◆ Directions for this task: Swap every "bounding box" in the material below for "rectangle", and give the material back otherwise unchanged. Leave the pictures out of your answer.

◆ Region labeling records:
—————
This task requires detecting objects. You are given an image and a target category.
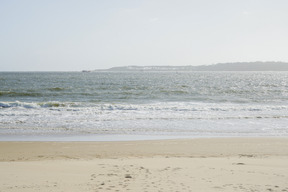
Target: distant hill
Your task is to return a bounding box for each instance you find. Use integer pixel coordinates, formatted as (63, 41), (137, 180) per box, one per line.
(95, 61), (288, 71)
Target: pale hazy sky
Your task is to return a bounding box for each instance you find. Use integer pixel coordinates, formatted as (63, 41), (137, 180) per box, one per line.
(0, 0), (288, 71)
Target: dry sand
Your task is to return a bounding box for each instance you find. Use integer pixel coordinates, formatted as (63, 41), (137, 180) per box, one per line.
(0, 138), (288, 192)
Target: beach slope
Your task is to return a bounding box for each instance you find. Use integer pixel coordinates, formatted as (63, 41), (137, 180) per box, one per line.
(0, 138), (288, 192)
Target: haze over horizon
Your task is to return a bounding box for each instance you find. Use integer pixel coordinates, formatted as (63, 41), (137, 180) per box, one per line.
(0, 0), (288, 71)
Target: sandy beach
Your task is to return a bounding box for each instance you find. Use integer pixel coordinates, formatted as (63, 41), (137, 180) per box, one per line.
(0, 138), (288, 192)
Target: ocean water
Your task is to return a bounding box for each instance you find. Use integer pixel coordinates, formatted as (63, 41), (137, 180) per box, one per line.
(0, 72), (288, 140)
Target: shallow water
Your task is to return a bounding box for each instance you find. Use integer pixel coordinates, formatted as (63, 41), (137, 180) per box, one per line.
(0, 72), (288, 140)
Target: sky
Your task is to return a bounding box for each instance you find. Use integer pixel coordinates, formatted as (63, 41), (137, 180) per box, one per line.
(0, 0), (288, 71)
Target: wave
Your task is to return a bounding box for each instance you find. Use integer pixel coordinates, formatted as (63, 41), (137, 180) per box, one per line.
(0, 101), (78, 109)
(47, 87), (67, 91)
(0, 91), (42, 97)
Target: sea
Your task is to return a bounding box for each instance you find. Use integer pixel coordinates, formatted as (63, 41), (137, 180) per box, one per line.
(0, 71), (288, 141)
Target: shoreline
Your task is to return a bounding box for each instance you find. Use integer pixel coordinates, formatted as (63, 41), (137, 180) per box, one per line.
(0, 137), (288, 161)
(0, 138), (288, 192)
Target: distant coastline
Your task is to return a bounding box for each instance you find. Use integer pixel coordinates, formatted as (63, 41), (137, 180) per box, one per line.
(93, 61), (288, 72)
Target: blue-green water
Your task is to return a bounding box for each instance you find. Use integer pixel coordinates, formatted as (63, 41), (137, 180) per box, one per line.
(0, 72), (288, 139)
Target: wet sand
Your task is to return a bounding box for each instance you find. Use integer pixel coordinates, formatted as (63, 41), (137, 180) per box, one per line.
(0, 138), (288, 192)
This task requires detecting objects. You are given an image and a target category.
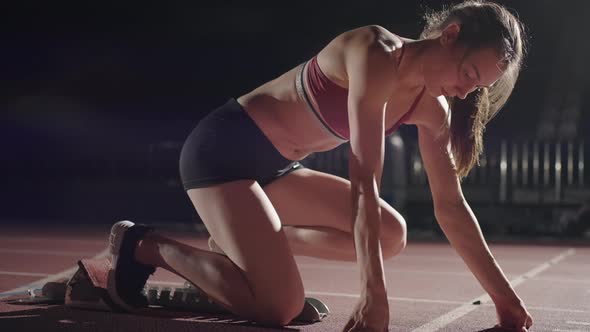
—————
◆ Response:
This task requires detecting objects. You are given an image and a target category.
Target: distant hill
Your task is to return a rectangle for each instance you find. Use integer pixel coordinates, formatted as (63, 41), (137, 180) per box, one per line.
(95, 61), (288, 71)
Target: pale hazy sky
Your task is to return a rectangle for each instance you find. Use integer pixel coordinates, formatted as (63, 41), (137, 180) per box, one per line.
(0, 0), (288, 71)
Target: dry sand
Your task is to return a rectangle for each instance you find. Use integer pixel coordinates, formatted as (63, 41), (137, 180) per box, one per line.
(0, 138), (288, 192)
Target: beach slope
Your task is to return a rectangle for each instance you find. Use integer pixel coordinates, formatted as (63, 41), (137, 180) per box, one per line.
(0, 138), (288, 192)
Target: haze over horizon
Your task is to return a rectangle for each instance you find. Use integer pixel coordinates, formatted as (63, 41), (137, 180) per box, one per line.
(0, 0), (288, 71)
Target: sandy beach
Your task is to return a rectangle for each instance you find. Use integer pixel coordinates, formatted as (63, 41), (137, 180) per box, one per line.
(0, 138), (288, 192)
Target: ocean water
Your task is to return a rectangle for each instance you find. Use integer pixel coordinates, formatted as (63, 41), (137, 180) per box, one per line.
(0, 72), (288, 140)
Target: shallow water
Your task is to return a rectangle for each instance you find. Use integer pixel coordinates, formatted as (63, 41), (137, 180) per box, one per line.
(0, 72), (288, 140)
Target: sky
Your task is to return a rectangle for each instance you find. Use integer pixel coordinates, formatted as (63, 41), (137, 180) per box, one per line.
(0, 0), (288, 71)
Target: wave
Your task is to return a rectangle for each instance you find. Use integer pixel coordinates, formatted as (63, 41), (137, 180) per box, one per line.
(0, 101), (78, 109)
(47, 87), (67, 91)
(0, 91), (42, 97)
Target: sea
Your task is to return a rectangle for each instance you find. Use integer pixel coordinates, formatted as (63, 41), (137, 180) per box, one per line.
(0, 71), (288, 141)
Target: shoreline
Your task is to return a rectangle for each instance you find. Use integer pixel coordinates, formatted as (63, 41), (137, 180) per box, one per line.
(0, 137), (288, 161)
(0, 138), (288, 192)
Target: distant coastline
Your task is to return a rectangle for each instance you find. Use integer pixel coordinates, formatted as (63, 41), (137, 180) per box, one per line.
(93, 61), (288, 72)
Target: blue-green water
Your task is to return a rectangle for each instance you find. Use integer pixel coordinates, formatted as (63, 41), (137, 180) per box, one per line.
(0, 72), (288, 139)
Target: wet sand
Your task is to return a rectangle for each instance you find. Use integer pixel coordinates, formatted as (63, 41), (137, 180) per box, one per line.
(0, 138), (288, 192)
This task requires detecting objects. You are given an image and a target category.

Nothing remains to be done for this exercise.